─── Extrait du texte ───
Cartoon Forum 2018 – Jour 1 : Présentation et Premiers projets

par Nicolas Thys

Six mois après la dernière édition du Cartoon movie à Bordeaux, forum de coproduction consacré aux longs-métrages d’animation, voilà le retour à Toulouse du Cartoon forum pour la 7ème année consécutive. Cet événement, destiné à favoriser les coproductions de séries TV animées, a été créé en 1990 et sa fréquentation ne cesse d’augmenter, dépassant en 2018 les 900 accrédités (essentiellement acheteurs, producteurs, diffuseurs…). Cette année, ce sont 83 pitchs de séries, avant tout européennes mais qui tendent à s’ouvrir – le Canada est présent sur 7 projets contre 0 en 2017 – qui défileront pendant trois jours dans des présentations d’une vingtaine de minutes.

 

On en profite pour voir où en sont certains projets présentés les années précédentes et savoir ce que nos petits écrans nous réservent pour les années à venir… sans oublier qu’un projet sur deux environ voit le jour, d’où certaines frustrations d’autant que ce ne sont pas toujours les plus intéressants qui sont financés. Mais c’est également l’occasion de prendre le pouls d’un marché à la fois en pleine croissance mais dont les tensions sont parfois palpables, notamment en France alors qu’elle truste encore le haut du podium avec 30 projets proposés.

Tout le monde, sans savoir quoi en penser, semblait avoir sur les lèvres deux mots : France 4 et Netflix. Petit rappel des faits : début juin, le gouvernement a acté la fermeture de France 4, chaîne de télévision publique dédiée à la jeunesse, qui finance en grande partie la création TV en animation. Pendant que tout le monde se félicite de la portée de l’animation en France, cette disparition pourrait aisément contribuer à freiner une industrie en plein essor et porteuse d’emplois. D’autant que Canal +, autre grande chaine qui finance le cinéma et la télévision, est bien mal en point. Le gouvernement a beau tenté d’apaiser les esprits, nul n’est dupe et les précautions oratoires diplomatiques ne masquent pas une réalité qui n’augure pas le meilleur. Ceci met en valeur un nouvel arrivant qui prend de plus en plus de place : Netflix, qui s’intéresse à de nombreuses séries pour mettre en valeur sa plateforme. Logique diront beaucoup et cela ne serait pas problématique si elle avait un minimum de concurrence sérieuse et nulle velléité de formatage – problème déjà énorme et dont on n’envisage moins encore maintenant la résolution.

Les bouches ne se délient pas vraiment, l’ambiance étant propice aux achats et aux rencontres plus qu’aux scandales et à leur résolution. D’ailleurs, pour les journalistes, s’entretenir avec les nouveaux acteurs de la télévision en SVOD semble compliqué.
─── Entrées fournies ───
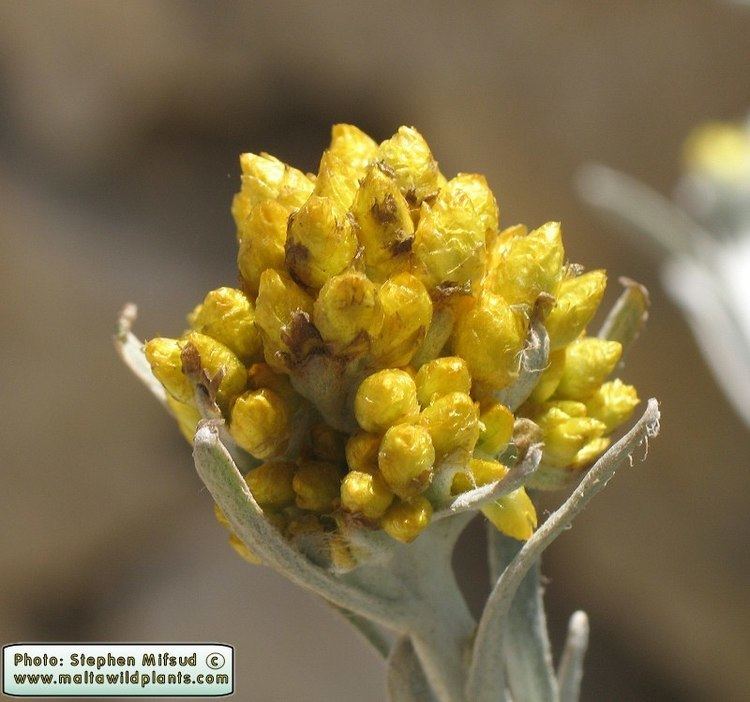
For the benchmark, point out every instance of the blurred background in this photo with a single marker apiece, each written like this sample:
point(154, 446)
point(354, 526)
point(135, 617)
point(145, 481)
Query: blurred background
point(119, 138)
───
* [Travail à faire]
A - Reproduisez le passage de l'article sur le Cartoon Forum 2018 allant de "Les bouches ne" jusqu'à "SVOD semble compliqué.".
B - Réécrivez toutes les entrées dans leur intégralité en décalant de 16 chaque coordonnée donnée en réponse. Laissez les images de côté.

* [Réponses aux consignes]
A -
Les bouches ne se délient pas vraiment, l’ambiance étant propice aux achats et aux rencontres plus qu’aux scandales et à leur résolution. D’ailleurs, pour les journalistes, s’entretenir avec les nouveaux acteurs de la télévision en SVOD semble compliqué.

B -
For the benchmark, point out every instance of the blurred background in this photo with a single marker apiece, each written like this sample:
point(154, 446)
point(354, 526)
point(135, 617)
point(145, 481)
Query: blurred background
point(135, 154)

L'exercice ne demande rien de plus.